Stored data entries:
|---|
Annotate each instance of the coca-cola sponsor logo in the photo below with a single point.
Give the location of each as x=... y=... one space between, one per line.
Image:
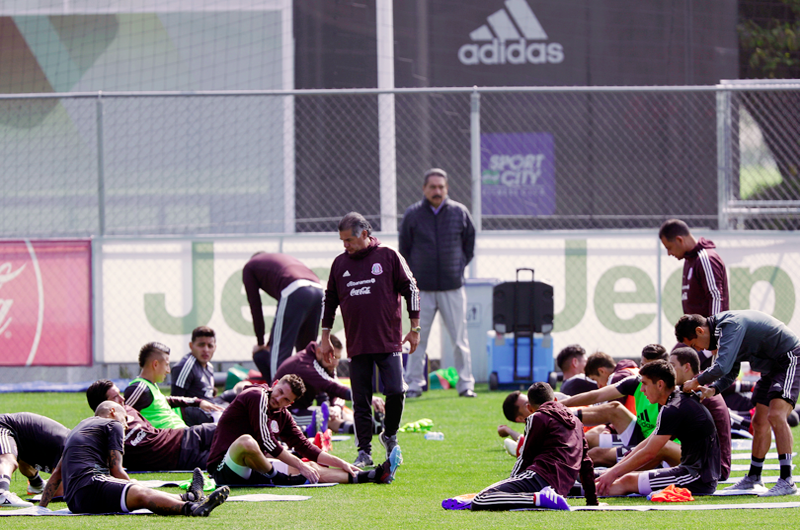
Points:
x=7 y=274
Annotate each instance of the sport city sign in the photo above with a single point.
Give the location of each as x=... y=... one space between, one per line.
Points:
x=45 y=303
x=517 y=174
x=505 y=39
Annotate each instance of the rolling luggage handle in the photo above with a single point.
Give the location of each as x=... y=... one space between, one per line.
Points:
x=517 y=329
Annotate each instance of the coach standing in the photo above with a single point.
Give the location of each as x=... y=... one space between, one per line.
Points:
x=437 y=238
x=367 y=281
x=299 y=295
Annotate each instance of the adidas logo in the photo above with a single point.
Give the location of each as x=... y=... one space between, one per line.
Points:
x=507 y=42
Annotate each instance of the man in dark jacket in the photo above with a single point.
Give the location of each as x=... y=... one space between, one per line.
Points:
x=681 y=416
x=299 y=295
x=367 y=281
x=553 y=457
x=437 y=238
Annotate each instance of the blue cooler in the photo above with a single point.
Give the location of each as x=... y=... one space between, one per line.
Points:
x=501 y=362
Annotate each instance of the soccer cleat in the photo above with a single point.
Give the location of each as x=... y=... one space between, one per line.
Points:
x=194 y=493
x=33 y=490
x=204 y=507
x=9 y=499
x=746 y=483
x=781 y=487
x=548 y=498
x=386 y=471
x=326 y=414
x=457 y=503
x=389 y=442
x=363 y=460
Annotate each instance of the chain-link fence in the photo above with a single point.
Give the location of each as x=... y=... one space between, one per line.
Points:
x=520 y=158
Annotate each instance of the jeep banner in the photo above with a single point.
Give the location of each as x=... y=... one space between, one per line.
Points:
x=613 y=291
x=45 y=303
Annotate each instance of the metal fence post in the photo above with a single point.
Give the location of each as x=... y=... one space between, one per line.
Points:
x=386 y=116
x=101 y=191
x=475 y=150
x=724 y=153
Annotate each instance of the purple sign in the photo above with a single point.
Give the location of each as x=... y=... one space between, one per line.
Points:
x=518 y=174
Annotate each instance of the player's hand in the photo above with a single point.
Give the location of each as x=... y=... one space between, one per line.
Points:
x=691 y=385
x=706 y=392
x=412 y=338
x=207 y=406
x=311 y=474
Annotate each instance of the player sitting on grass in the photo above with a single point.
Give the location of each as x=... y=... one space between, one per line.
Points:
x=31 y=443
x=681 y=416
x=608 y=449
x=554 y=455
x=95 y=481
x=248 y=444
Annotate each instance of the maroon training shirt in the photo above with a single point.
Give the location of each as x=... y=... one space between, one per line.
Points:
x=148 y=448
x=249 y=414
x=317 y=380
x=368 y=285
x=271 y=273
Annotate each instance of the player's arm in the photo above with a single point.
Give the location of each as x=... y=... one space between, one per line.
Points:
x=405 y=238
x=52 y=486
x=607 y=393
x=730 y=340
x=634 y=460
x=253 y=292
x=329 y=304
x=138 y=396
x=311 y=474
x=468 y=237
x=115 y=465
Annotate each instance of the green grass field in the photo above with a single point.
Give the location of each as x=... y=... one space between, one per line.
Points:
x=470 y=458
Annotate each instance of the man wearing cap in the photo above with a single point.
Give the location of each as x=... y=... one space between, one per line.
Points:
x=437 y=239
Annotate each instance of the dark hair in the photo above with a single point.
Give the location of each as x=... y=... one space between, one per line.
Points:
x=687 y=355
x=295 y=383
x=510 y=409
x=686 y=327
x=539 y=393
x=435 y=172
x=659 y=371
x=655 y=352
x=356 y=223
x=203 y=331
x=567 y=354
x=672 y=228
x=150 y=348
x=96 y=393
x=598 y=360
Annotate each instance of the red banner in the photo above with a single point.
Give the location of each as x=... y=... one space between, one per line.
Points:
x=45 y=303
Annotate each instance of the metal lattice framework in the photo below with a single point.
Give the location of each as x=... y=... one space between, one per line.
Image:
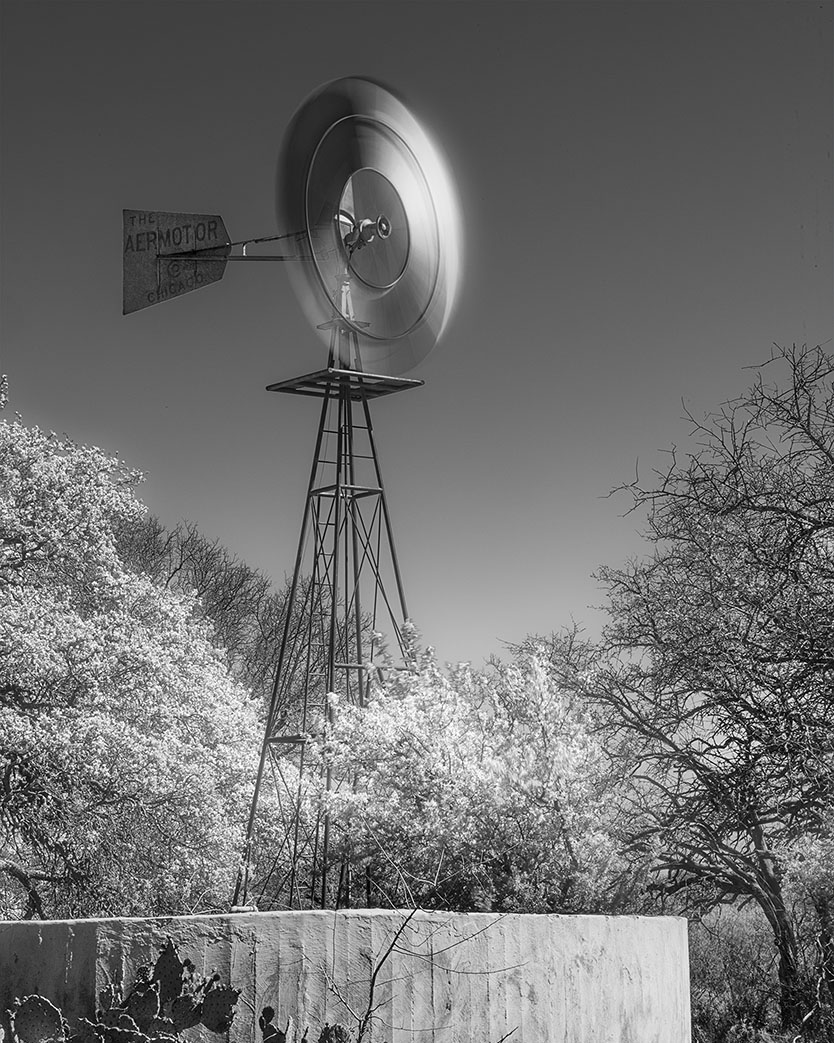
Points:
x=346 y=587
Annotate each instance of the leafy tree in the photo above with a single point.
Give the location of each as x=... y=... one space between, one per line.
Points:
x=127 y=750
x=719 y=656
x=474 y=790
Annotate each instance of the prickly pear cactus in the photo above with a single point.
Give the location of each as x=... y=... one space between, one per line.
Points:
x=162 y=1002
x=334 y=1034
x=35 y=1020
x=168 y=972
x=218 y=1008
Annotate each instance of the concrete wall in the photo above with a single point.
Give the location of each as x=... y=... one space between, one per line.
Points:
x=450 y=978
|---|
PROBLEM REQUIREMENTS:
Find every line in the records that contains the word "metal"; copy those lines.

ANSWER TO THIS TASK:
Annotate each instance of the metal fence post in the photo above with a single point.
Annotate each instance of the metal lattice framework in the photo below with a single point.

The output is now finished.